Rows from a dataset for labeling boxes
════
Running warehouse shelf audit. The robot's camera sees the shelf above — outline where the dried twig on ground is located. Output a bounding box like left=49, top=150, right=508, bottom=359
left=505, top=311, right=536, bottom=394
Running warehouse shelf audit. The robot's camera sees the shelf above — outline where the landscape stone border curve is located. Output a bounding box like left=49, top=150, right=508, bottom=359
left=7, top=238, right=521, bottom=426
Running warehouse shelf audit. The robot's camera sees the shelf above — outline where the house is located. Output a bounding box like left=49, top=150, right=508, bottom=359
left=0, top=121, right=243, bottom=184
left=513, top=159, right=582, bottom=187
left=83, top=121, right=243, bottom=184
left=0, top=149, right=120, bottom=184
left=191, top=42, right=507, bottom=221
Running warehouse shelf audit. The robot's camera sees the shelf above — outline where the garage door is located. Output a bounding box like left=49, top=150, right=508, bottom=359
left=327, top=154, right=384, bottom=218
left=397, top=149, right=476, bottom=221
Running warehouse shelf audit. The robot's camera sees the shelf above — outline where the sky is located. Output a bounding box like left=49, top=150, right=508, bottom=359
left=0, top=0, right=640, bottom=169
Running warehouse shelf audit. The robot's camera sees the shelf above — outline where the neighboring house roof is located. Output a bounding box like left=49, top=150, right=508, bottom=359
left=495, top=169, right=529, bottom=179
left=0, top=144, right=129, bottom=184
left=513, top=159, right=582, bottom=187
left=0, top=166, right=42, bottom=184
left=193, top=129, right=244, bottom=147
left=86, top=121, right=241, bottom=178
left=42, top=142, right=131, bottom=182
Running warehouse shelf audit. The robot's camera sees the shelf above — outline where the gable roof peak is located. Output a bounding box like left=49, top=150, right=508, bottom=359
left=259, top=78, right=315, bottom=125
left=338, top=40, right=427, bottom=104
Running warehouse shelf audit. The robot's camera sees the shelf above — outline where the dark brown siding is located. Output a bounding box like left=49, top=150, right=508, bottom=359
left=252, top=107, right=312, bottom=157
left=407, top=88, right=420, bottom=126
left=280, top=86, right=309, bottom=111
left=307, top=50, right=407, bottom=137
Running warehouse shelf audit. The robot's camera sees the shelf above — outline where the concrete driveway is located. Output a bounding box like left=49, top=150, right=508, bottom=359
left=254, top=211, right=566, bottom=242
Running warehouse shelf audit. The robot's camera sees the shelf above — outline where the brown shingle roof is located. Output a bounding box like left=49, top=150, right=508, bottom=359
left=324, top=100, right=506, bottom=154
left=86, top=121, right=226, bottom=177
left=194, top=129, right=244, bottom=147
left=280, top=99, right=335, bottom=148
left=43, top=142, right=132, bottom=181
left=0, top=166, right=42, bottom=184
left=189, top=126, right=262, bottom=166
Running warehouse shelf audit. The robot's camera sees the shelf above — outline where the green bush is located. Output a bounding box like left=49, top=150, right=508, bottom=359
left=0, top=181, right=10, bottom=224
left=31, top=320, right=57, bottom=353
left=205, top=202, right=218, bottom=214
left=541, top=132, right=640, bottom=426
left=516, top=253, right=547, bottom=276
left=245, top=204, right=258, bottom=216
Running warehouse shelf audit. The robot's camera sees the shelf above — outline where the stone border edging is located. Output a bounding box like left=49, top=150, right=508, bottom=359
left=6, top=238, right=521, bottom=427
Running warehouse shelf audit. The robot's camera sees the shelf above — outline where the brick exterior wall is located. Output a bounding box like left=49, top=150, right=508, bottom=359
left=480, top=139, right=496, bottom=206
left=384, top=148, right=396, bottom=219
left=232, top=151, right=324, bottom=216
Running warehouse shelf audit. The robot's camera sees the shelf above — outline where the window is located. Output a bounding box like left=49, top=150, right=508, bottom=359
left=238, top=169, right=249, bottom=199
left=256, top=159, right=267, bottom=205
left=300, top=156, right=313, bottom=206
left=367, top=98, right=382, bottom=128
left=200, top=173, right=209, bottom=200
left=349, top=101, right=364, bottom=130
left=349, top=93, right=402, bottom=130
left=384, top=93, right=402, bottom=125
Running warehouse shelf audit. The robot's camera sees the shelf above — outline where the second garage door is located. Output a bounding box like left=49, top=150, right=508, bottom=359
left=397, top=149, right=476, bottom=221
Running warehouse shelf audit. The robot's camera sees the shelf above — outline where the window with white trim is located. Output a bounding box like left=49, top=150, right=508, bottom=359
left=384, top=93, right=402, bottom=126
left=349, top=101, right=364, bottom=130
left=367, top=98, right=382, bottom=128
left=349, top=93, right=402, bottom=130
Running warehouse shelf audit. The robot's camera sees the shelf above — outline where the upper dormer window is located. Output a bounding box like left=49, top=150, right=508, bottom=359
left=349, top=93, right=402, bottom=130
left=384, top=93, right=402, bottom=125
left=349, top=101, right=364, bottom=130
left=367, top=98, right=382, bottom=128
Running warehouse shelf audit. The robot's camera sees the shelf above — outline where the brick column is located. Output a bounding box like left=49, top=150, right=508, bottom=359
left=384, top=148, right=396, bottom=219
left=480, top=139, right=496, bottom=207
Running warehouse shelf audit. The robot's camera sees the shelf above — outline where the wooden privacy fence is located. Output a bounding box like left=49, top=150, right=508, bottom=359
════
GOAL: Please copy the lines above without changes, starting at the line containing "where the gable" and ending after the line containing "left=245, top=204, right=258, bottom=216".

THE SOLUTION:
Running warehouse shelf audit. The robot's camera sees the shelf above — outline where the gable roof peak is located. Output a bounding box like left=49, top=150, right=508, bottom=359
left=259, top=78, right=315, bottom=125
left=338, top=40, right=427, bottom=104
Running warehouse shelf audit. The robot's camera sees the shelf above — outline where the dark brown siding is located. Output a bounding box like left=49, top=150, right=508, bottom=359
left=252, top=107, right=312, bottom=157
left=407, top=88, right=420, bottom=126
left=280, top=86, right=309, bottom=111
left=307, top=50, right=407, bottom=137
Running warehouse shelf audit. The robot's camera sees the shelf above — outline where the concrete driveway is located. Output a bounding box like left=49, top=150, right=508, bottom=359
left=254, top=211, right=566, bottom=242
Running warehouse shelf audit. The robot's camera sees the shelf above — outline where the brown shingle roof is located. Output a bounding box like left=49, top=150, right=508, bottom=359
left=324, top=100, right=506, bottom=154
left=86, top=121, right=226, bottom=177
left=194, top=129, right=244, bottom=147
left=280, top=99, right=335, bottom=148
left=43, top=142, right=132, bottom=181
left=0, top=166, right=42, bottom=184
left=189, top=126, right=262, bottom=166
Running warehouse shelf audit. The robot's camera sees the shelf above — outline where the green bush is located. Output a bounding box like left=49, top=150, right=508, bottom=359
left=0, top=181, right=10, bottom=224
left=31, top=320, right=57, bottom=353
left=205, top=202, right=218, bottom=214
left=541, top=132, right=640, bottom=426
left=516, top=253, right=547, bottom=276
left=245, top=204, right=258, bottom=216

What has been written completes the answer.